--- Records for the exercise Enclosed Below ---

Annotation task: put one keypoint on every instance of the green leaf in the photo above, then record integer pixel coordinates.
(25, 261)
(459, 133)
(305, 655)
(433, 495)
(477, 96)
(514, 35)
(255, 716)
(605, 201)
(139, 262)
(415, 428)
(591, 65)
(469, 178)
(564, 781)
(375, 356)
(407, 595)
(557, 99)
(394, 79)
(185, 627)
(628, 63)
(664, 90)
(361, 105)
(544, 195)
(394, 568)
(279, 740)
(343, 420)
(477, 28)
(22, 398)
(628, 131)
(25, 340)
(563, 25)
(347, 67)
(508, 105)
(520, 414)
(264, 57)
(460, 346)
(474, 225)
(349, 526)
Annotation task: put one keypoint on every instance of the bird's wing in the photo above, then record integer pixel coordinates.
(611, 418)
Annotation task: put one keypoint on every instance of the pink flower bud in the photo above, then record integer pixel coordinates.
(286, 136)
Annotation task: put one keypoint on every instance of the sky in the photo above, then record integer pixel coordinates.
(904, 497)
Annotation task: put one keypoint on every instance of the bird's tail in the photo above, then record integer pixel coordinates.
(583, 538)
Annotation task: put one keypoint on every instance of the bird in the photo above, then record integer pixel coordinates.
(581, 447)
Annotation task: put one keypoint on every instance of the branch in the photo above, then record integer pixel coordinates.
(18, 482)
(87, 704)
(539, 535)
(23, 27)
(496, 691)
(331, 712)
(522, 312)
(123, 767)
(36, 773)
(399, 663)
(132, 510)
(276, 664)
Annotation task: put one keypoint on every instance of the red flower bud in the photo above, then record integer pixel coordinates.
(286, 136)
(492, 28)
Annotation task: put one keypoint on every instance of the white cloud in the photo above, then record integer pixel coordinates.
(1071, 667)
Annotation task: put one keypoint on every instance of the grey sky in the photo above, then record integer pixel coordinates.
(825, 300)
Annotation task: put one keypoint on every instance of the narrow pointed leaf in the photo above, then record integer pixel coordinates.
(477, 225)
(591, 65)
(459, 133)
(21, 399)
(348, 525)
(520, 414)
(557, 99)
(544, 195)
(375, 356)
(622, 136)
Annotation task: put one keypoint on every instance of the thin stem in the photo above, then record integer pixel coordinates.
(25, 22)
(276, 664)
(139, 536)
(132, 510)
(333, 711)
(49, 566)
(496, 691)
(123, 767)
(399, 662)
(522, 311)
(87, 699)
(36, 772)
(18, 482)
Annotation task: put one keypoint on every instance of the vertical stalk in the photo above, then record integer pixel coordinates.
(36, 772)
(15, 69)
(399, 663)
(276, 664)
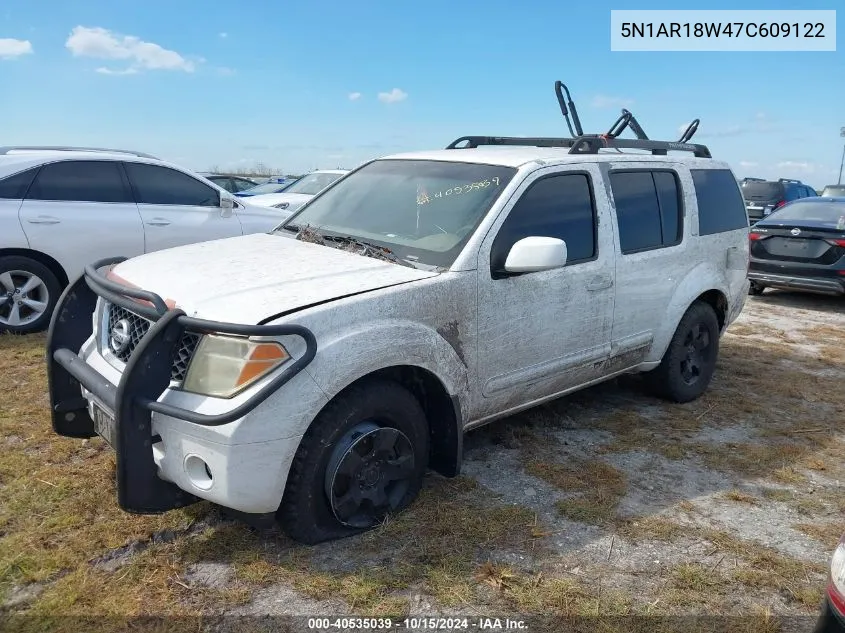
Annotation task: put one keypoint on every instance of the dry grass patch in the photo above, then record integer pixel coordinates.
(599, 487)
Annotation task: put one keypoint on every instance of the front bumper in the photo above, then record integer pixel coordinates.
(132, 401)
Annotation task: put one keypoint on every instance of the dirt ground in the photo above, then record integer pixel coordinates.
(606, 503)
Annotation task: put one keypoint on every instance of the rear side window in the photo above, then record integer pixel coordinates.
(555, 206)
(15, 187)
(80, 181)
(648, 209)
(155, 184)
(720, 204)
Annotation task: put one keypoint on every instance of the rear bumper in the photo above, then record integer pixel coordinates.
(827, 285)
(149, 478)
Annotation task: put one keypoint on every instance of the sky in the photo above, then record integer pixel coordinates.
(305, 85)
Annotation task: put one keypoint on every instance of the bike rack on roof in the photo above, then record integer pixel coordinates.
(580, 143)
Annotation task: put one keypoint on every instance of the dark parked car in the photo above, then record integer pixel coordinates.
(762, 197)
(832, 618)
(834, 191)
(800, 246)
(232, 184)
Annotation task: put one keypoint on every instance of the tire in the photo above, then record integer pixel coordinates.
(24, 284)
(324, 473)
(756, 289)
(674, 379)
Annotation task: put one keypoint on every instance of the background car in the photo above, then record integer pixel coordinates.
(832, 618)
(800, 246)
(232, 184)
(833, 191)
(271, 186)
(300, 192)
(63, 208)
(762, 197)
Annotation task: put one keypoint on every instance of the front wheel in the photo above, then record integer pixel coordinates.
(688, 365)
(363, 458)
(29, 292)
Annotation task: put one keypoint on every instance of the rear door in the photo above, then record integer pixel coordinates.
(79, 211)
(177, 208)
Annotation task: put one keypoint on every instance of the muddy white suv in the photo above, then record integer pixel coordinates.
(317, 372)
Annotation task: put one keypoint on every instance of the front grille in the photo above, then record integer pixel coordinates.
(133, 328)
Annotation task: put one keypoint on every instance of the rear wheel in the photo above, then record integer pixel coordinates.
(688, 365)
(755, 289)
(362, 459)
(28, 294)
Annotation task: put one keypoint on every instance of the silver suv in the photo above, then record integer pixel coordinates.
(334, 360)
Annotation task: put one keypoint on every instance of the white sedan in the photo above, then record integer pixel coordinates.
(300, 192)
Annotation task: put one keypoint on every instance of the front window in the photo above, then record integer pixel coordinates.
(423, 211)
(312, 184)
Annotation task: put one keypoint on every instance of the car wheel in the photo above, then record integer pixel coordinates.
(755, 289)
(28, 294)
(688, 365)
(363, 458)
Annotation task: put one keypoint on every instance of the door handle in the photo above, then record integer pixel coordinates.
(600, 282)
(44, 219)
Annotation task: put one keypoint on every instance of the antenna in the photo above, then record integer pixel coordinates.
(560, 87)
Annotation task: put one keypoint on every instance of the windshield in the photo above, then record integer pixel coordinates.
(762, 190)
(423, 211)
(821, 212)
(268, 187)
(833, 191)
(312, 184)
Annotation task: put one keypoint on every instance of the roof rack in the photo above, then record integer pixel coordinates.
(69, 148)
(580, 143)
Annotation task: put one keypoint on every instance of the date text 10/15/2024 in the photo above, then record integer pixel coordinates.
(417, 624)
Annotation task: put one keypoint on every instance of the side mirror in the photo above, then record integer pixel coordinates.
(532, 254)
(226, 206)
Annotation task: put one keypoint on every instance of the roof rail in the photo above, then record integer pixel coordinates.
(69, 148)
(584, 144)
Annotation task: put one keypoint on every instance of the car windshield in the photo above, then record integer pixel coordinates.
(267, 187)
(833, 191)
(761, 190)
(312, 184)
(424, 211)
(821, 212)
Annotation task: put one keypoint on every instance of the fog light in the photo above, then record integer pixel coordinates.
(198, 472)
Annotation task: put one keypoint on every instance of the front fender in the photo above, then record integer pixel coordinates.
(355, 353)
(703, 278)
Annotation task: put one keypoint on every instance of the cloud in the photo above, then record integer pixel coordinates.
(100, 43)
(603, 101)
(12, 48)
(109, 71)
(394, 96)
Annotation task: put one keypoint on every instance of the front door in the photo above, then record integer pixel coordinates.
(542, 333)
(177, 208)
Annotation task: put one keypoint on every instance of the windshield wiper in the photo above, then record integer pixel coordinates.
(354, 245)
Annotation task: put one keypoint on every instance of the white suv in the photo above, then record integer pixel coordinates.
(334, 360)
(61, 208)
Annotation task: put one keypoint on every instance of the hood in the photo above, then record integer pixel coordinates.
(253, 277)
(295, 200)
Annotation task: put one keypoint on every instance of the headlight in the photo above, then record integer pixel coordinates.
(224, 365)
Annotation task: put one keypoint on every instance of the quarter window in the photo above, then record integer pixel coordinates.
(155, 184)
(80, 181)
(555, 206)
(649, 211)
(720, 204)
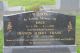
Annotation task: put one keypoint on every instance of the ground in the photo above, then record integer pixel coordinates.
(29, 4)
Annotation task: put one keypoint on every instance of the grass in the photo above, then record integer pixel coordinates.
(31, 4)
(1, 41)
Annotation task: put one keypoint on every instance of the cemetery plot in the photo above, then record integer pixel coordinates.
(39, 28)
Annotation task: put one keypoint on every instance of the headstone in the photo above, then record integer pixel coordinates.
(39, 32)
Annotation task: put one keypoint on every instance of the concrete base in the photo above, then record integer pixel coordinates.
(40, 49)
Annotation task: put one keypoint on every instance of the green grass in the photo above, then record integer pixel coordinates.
(1, 41)
(30, 4)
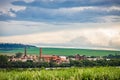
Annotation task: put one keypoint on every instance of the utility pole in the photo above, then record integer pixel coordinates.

--- End of Enclosed Records for the exercise ---

## Task objective:
Give back, word for word, the lines from the one containing "of the quarter" through the last line of the listing above; include both ends and exclude the pictures.

## Result of the exercise:
Annotation task: put one keypoint on every instance of the quarter window in the photo above, then record integer pixel coordinates.
(155, 184)
(80, 181)
(555, 206)
(649, 211)
(720, 204)
Annotation task: put one keypoint on every instance of the ground in the photo above, then record integer pixel coordinates.
(29, 4)
Annotation task: put one keypoint on every instance of the grass in the photo above, then record integer pixel coordinates.
(31, 4)
(1, 41)
Annotation task: put one keypoint on every instance of the cemetery plot in the photo above, then record integer pixel coordinates.
(39, 28)
Annotation task: put one keypoint on every instance of the headstone in the photo above, then record integer pixel coordinates.
(39, 32)
Annotation task: put one keypoint on every instance of the concrete base in the photo above, then record integer pixel coordinates.
(40, 49)
Annotation task: put one keypoint on every instance of the green grass in the photo above, then record integer pixel coordinates.
(1, 41)
(30, 4)
Annotation task: put one keypoint on every instance of the utility pole in the photo above, then record integer pixel coordinates.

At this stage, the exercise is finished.